YOUR GOAL>
Reproduce only the records from their start through the line containing "[[541, 280]]", requests included. Shift every point coordinate in the answers by adding -144 to it, and leave the pictures out.

INFORMATION SHOWN>

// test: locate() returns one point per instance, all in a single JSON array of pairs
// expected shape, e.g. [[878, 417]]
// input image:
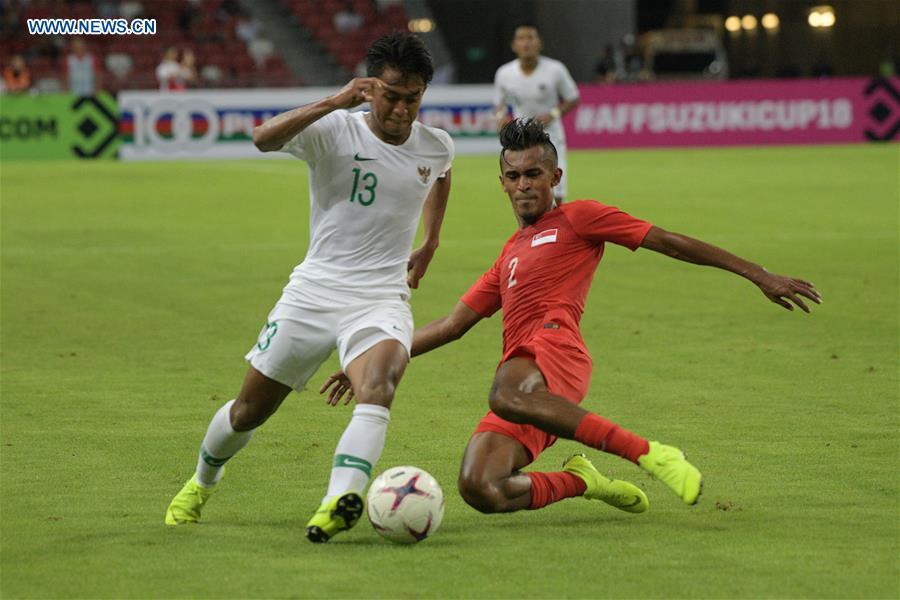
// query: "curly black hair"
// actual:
[[521, 134], [402, 51]]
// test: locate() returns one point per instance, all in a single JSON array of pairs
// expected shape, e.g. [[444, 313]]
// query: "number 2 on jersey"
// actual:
[[369, 181], [513, 263]]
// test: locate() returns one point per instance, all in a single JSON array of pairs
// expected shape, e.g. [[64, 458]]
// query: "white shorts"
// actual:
[[297, 340]]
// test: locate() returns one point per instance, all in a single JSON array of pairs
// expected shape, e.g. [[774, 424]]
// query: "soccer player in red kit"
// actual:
[[541, 280]]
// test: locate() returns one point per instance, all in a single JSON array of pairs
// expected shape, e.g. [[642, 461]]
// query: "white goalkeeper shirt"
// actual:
[[366, 198], [536, 93]]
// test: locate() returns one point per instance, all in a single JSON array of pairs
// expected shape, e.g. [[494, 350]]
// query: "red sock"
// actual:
[[547, 488], [597, 432]]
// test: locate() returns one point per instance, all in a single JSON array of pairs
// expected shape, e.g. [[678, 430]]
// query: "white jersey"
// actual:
[[535, 93], [366, 197]]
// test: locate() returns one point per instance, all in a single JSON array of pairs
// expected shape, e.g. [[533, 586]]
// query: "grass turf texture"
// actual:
[[131, 291]]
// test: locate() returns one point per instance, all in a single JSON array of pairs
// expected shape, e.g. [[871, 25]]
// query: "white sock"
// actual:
[[220, 444], [359, 449]]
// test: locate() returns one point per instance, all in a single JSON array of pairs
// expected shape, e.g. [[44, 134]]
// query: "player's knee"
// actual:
[[481, 495], [376, 392], [245, 415], [507, 403], [249, 414]]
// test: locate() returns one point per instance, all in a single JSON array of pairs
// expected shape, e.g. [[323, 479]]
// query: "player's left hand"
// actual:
[[342, 386], [779, 289], [418, 263]]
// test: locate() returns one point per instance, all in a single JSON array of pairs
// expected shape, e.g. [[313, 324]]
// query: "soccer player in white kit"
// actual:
[[372, 174], [537, 87]]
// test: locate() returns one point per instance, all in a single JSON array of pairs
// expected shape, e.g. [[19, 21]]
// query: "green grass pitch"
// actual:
[[130, 293]]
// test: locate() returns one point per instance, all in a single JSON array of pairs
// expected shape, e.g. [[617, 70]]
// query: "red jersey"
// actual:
[[544, 271]]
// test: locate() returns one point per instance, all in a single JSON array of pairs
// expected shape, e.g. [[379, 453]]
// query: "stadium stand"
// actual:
[[348, 48], [208, 27]]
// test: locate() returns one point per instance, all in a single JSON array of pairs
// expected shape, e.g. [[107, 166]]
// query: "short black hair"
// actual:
[[521, 134], [527, 24], [402, 51]]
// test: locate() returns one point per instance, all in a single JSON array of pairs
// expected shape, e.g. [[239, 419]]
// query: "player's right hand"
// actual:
[[356, 92], [341, 384]]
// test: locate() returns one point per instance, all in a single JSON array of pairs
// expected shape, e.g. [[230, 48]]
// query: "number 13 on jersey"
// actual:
[[369, 183]]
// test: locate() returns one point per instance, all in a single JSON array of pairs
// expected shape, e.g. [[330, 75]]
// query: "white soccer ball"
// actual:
[[405, 505]]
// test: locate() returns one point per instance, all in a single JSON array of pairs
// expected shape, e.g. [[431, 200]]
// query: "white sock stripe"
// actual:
[[373, 411]]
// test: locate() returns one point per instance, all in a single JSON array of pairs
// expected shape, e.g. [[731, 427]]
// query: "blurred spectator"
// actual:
[[82, 74], [605, 69], [174, 76], [383, 5], [347, 19], [246, 28], [628, 60], [107, 9], [186, 16], [130, 9], [16, 76]]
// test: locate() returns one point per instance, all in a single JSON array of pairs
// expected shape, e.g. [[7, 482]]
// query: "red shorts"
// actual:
[[567, 373]]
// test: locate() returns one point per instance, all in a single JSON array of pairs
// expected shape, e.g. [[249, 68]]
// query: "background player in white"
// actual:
[[370, 175], [538, 87]]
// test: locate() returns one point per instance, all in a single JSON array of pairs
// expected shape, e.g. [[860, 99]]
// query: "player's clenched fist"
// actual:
[[356, 92]]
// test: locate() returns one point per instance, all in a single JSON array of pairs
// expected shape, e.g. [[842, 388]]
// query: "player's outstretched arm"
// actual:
[[280, 129], [435, 334], [432, 218], [777, 288]]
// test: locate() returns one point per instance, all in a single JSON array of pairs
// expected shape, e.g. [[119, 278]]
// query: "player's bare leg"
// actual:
[[229, 431], [520, 396], [374, 375], [489, 478]]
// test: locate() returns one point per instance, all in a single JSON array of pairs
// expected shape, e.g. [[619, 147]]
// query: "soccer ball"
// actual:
[[405, 505]]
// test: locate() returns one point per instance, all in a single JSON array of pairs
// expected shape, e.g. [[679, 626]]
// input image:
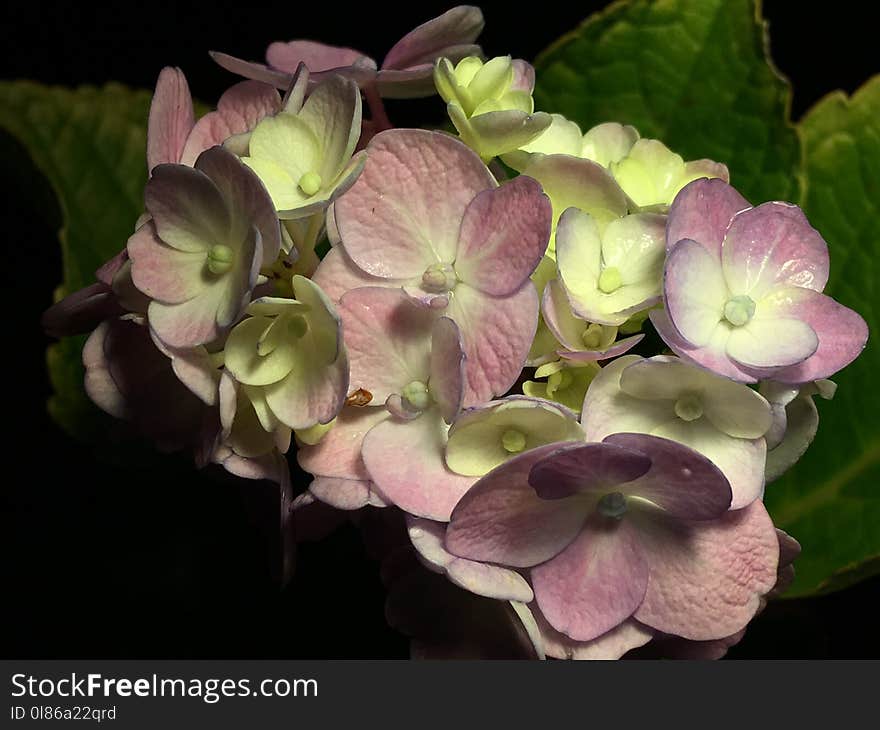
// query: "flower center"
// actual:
[[592, 336], [739, 310], [688, 407], [439, 278], [610, 280], [416, 395], [612, 505], [220, 259], [310, 183], [513, 441]]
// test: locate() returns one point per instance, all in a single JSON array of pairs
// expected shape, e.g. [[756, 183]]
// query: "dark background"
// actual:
[[109, 561]]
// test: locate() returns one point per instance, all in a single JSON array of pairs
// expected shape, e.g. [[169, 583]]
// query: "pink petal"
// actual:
[[773, 245], [503, 520], [316, 56], [707, 578], [345, 494], [405, 210], [611, 645], [420, 484], [503, 236], [681, 481], [337, 274], [596, 583], [171, 118], [491, 581], [497, 333], [842, 335], [388, 339], [459, 26], [712, 358], [239, 110], [588, 469], [338, 454], [702, 211], [447, 368], [694, 291], [252, 70]]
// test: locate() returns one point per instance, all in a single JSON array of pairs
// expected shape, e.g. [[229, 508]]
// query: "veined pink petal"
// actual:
[[171, 118], [503, 520], [458, 26], [405, 210], [773, 245], [596, 583], [338, 454], [842, 334], [447, 368], [702, 211], [497, 333], [239, 110], [388, 338], [694, 291], [707, 578], [491, 581], [503, 236], [420, 484], [337, 274]]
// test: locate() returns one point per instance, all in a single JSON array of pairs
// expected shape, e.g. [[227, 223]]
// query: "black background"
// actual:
[[109, 561]]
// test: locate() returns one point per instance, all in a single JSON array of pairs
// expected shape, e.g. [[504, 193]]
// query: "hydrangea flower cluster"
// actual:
[[463, 356]]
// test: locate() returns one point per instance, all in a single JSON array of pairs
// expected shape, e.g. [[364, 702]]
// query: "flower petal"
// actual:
[[773, 245], [503, 236], [503, 520], [702, 211], [404, 212], [388, 339], [171, 118], [596, 583], [497, 333], [707, 578], [421, 484]]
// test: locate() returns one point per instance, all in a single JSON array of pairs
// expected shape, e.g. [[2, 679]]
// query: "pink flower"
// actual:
[[743, 290], [427, 216], [633, 527], [406, 72]]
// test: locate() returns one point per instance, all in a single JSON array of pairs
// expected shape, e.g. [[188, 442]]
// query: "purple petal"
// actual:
[[681, 481], [596, 583], [503, 236], [503, 520], [459, 26], [702, 211], [588, 469]]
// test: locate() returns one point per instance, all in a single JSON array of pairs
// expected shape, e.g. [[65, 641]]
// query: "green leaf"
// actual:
[[90, 144], [830, 500], [693, 74]]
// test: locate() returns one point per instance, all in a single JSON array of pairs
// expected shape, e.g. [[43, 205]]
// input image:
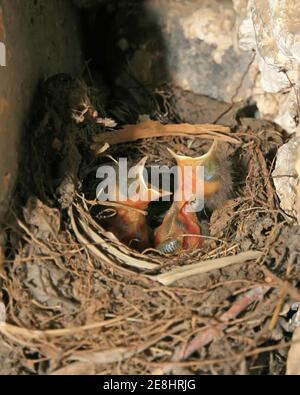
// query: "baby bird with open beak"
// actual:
[[180, 229], [129, 224]]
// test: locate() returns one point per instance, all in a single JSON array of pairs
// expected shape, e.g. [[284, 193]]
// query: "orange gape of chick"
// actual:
[[180, 229], [129, 224]]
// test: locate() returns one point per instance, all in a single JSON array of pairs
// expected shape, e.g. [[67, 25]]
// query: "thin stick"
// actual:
[[150, 129], [204, 267]]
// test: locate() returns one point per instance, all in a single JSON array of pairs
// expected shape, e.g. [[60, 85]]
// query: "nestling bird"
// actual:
[[129, 224], [180, 229]]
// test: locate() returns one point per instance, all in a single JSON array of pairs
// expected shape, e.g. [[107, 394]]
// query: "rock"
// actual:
[[285, 176], [191, 44]]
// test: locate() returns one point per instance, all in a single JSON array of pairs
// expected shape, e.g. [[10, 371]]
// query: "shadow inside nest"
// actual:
[[78, 300], [74, 290]]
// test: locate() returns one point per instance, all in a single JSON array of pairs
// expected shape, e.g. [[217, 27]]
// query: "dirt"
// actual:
[[92, 307], [42, 38]]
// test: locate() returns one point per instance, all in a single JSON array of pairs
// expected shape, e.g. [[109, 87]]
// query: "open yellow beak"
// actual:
[[209, 161]]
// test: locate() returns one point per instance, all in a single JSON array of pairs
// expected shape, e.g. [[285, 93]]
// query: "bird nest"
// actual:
[[77, 301]]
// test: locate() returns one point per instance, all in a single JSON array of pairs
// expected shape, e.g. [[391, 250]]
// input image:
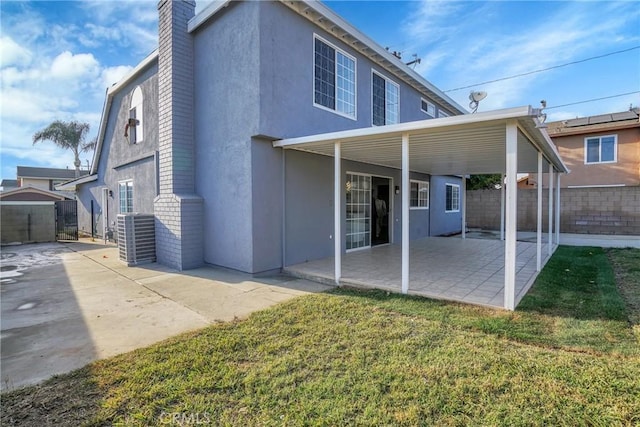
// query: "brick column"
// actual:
[[178, 209]]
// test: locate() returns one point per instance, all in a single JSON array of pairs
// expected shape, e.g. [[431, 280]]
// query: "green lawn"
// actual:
[[567, 356]]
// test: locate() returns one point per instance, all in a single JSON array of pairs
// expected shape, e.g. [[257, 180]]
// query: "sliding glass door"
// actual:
[[358, 205]]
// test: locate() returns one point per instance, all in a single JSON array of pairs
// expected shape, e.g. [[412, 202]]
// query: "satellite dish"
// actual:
[[477, 96]]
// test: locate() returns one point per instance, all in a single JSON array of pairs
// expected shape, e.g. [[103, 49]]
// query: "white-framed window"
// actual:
[[385, 95], [429, 108], [452, 198], [136, 118], [334, 78], [601, 149], [419, 195], [125, 193]]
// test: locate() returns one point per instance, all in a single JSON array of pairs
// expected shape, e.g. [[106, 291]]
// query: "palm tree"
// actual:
[[67, 135]]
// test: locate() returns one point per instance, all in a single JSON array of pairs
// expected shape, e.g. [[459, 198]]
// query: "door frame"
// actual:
[[390, 210]]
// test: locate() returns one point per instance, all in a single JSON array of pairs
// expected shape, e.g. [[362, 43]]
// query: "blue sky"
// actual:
[[57, 58]]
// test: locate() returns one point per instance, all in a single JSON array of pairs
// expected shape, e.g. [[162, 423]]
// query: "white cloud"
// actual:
[[466, 43], [70, 66], [13, 53], [112, 75], [76, 60]]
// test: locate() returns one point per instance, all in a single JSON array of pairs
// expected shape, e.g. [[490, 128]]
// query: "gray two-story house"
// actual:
[[207, 134]]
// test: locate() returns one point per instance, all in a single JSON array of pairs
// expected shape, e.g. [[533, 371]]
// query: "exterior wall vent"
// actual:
[[136, 238]]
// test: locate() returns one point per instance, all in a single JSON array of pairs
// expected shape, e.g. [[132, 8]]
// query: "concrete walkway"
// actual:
[[597, 240], [65, 305]]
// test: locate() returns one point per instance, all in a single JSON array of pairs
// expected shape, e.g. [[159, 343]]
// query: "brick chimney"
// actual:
[[177, 208]]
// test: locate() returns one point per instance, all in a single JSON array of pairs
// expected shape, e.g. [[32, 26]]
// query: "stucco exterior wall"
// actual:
[[442, 222], [309, 205], [226, 102], [121, 160], [287, 110]]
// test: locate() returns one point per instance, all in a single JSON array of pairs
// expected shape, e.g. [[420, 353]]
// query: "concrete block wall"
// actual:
[[610, 210], [28, 223], [178, 209]]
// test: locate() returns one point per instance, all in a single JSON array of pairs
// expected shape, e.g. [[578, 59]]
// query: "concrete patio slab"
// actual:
[[449, 268], [65, 305]]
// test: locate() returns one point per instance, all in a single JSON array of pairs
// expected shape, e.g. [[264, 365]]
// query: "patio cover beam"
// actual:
[[557, 208], [502, 207], [337, 210], [539, 216], [464, 207], [405, 213], [511, 215], [550, 239]]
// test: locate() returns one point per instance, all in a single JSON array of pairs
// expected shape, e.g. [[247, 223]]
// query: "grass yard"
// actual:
[[567, 356]]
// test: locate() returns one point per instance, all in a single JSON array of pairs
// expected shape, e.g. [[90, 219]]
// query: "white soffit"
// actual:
[[469, 144]]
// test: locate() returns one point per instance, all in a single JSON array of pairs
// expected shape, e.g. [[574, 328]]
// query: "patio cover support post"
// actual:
[[558, 208], [502, 207], [405, 213], [464, 207], [337, 210], [511, 216], [539, 218], [550, 239]]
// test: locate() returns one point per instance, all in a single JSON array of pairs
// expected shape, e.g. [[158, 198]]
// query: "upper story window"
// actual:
[[334, 79], [419, 194], [386, 100], [135, 124], [125, 190], [428, 107], [452, 199], [601, 149]]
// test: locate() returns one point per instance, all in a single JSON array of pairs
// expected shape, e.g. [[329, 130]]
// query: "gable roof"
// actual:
[[601, 122], [322, 16], [48, 173]]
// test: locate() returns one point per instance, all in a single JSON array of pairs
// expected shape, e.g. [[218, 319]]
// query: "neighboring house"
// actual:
[[45, 178], [220, 134], [240, 106], [600, 151], [601, 195]]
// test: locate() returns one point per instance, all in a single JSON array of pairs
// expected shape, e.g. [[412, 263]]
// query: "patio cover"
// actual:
[[508, 141]]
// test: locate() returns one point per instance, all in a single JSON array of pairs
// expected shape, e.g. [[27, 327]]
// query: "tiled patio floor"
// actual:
[[450, 268]]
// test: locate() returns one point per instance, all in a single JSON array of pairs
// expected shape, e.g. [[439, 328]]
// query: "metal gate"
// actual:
[[66, 220]]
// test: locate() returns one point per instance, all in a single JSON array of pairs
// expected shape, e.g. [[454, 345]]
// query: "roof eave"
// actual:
[[71, 185], [376, 50]]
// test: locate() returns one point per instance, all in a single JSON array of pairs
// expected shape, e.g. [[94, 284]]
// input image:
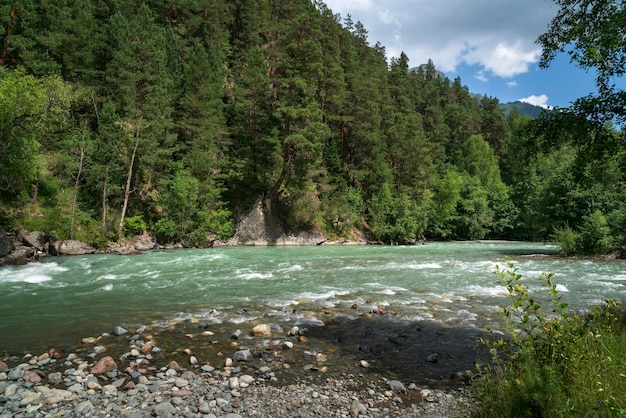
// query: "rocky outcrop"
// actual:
[[36, 239], [70, 247], [6, 246], [262, 226], [139, 243]]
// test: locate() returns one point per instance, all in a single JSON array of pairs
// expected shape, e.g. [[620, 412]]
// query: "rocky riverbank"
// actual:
[[189, 368]]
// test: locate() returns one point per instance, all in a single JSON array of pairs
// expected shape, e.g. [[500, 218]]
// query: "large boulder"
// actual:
[[35, 239], [144, 242], [6, 246], [70, 247]]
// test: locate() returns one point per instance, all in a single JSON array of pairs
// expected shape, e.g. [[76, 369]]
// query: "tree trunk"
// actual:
[[127, 188], [104, 199], [77, 183]]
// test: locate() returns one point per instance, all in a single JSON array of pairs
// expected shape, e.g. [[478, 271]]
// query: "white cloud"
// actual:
[[496, 35], [481, 76], [541, 100], [386, 16]]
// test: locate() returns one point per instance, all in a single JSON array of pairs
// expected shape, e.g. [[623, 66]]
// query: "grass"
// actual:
[[553, 363]]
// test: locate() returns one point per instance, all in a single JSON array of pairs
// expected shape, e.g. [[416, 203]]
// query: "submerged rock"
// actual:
[[71, 247]]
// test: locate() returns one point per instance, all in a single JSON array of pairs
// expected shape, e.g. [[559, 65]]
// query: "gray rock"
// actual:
[[164, 410], [6, 246], [119, 331], [242, 355], [83, 408], [35, 239], [357, 408], [397, 386], [433, 358], [70, 247]]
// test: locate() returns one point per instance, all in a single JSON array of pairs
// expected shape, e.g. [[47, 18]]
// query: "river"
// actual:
[[59, 300]]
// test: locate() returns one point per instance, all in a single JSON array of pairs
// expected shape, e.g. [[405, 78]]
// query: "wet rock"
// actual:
[[262, 330], [433, 358], [242, 355], [144, 242], [35, 239], [164, 409], [70, 247], [104, 365], [397, 386], [6, 246], [117, 331], [357, 408], [32, 377]]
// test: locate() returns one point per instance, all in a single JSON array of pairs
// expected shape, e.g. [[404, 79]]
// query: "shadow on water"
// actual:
[[424, 353]]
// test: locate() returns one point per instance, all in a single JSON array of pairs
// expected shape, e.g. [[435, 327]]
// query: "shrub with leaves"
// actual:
[[553, 363]]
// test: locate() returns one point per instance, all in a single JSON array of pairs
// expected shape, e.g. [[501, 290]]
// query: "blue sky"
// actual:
[[490, 44]]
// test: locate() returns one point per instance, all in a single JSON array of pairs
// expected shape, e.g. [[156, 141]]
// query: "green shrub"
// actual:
[[568, 240], [134, 225], [553, 363]]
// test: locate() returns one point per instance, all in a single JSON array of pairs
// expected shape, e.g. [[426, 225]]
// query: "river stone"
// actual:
[[357, 408], [83, 408], [119, 331], [397, 386], [70, 247], [6, 246], [52, 396], [32, 377], [29, 397], [35, 239], [262, 330], [242, 355], [164, 409], [104, 365]]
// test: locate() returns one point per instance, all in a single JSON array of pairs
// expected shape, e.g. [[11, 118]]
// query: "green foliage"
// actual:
[[552, 363], [185, 114], [134, 225], [594, 237], [590, 33], [30, 108]]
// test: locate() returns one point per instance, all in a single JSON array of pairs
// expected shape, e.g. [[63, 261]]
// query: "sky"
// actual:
[[490, 44]]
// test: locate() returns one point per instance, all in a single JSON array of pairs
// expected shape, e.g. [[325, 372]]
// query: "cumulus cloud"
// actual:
[[541, 101], [498, 36]]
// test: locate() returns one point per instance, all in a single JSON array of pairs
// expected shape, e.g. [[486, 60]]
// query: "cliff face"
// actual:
[[262, 226]]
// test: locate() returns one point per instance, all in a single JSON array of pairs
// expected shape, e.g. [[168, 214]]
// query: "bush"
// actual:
[[134, 225], [567, 239], [553, 364]]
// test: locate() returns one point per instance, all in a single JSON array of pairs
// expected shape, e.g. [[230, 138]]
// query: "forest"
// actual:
[[119, 116]]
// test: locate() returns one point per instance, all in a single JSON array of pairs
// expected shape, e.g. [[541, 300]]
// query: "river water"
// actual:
[[59, 300]]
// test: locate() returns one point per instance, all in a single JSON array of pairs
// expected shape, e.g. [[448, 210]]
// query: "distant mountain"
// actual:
[[524, 109]]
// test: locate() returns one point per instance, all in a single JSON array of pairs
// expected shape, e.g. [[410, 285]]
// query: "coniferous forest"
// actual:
[[119, 116]]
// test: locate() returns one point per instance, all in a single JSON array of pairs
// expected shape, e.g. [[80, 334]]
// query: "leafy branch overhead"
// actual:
[[180, 118]]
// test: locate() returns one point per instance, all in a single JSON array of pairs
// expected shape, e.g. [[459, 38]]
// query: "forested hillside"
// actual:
[[176, 117]]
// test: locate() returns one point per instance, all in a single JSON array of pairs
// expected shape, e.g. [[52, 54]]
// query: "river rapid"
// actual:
[[60, 300]]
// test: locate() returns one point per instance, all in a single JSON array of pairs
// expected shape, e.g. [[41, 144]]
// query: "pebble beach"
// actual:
[[188, 370]]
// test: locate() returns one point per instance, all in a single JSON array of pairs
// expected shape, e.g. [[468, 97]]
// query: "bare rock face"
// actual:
[[70, 247], [144, 242], [35, 239], [6, 246]]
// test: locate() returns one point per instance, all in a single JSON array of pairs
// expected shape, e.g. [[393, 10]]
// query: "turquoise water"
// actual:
[[60, 300]]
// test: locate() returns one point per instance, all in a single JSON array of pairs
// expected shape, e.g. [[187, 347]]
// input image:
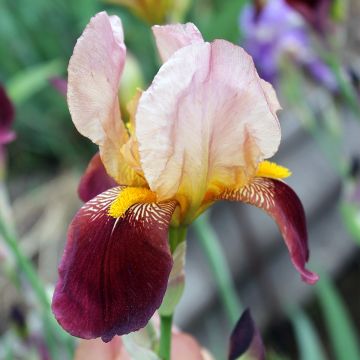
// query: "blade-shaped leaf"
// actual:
[[310, 347], [26, 83], [343, 337]]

IN RESPONSE>
// test: locate() returns one point per instance, all in a single JSON array of pairs
// expected shape, e.g. [[878, 417]]
// input image:
// query: "curly black hair"
// actual:
[[377, -10], [258, -93]]
// test: locate() returns one point per instance, all in a single JSON array of pairs
// expected shape, e.g. [[444, 313]]
// query: "number 2 on jersey"
// actual:
[[225, 37], [369, 119]]
// test: locate() returns one point per instance, all in a single JSON array of pairs
// expected shape, e.g. [[64, 458]]
// query: "white shorts"
// actual:
[[153, 196]]
// test: locate() returns one point per instance, all in a single JSON array of pairs
// expected shape, e.g. [[774, 424]]
// query: "soccer player in red kit"
// actual:
[[397, 136]]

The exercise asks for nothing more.